INFORMATION SUPPLIED:
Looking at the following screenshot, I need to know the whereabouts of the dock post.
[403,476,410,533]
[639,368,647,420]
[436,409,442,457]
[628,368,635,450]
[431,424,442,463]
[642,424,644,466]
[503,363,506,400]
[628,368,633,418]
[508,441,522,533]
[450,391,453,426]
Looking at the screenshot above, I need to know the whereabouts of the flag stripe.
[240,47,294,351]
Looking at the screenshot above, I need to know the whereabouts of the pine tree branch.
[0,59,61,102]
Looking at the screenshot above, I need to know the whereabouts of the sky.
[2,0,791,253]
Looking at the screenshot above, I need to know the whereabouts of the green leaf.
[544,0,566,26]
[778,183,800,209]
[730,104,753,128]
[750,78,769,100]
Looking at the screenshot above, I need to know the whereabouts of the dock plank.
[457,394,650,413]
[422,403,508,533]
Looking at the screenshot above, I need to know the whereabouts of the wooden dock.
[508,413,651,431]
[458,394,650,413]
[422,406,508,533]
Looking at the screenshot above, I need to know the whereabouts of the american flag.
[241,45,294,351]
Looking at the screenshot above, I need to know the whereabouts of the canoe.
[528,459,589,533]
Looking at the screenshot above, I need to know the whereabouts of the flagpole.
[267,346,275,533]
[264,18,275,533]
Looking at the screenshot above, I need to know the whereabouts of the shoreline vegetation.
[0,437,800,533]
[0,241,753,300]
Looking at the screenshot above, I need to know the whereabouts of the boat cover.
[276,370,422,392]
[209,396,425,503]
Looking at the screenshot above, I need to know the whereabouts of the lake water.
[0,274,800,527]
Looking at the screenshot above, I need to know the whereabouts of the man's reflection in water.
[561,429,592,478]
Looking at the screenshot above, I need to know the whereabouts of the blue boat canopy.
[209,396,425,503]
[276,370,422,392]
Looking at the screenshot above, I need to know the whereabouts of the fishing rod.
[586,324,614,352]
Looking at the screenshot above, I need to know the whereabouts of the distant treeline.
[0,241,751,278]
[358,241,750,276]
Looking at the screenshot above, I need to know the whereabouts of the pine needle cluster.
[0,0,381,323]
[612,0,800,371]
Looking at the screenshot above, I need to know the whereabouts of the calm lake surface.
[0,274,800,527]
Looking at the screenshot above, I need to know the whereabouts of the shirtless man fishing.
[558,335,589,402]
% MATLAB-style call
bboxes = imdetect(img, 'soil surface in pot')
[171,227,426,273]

WHAT YOU SHOULD DO: Pull out every line of the material above that contains the word "lake". Matching is case-sensitive.

RESULT FOR THIS TASK:
Looking at the screenshot above, I need to know the whereabouts of the lake water.
Looking at the screenshot above, I need to know the whereabouts of the calm lake surface.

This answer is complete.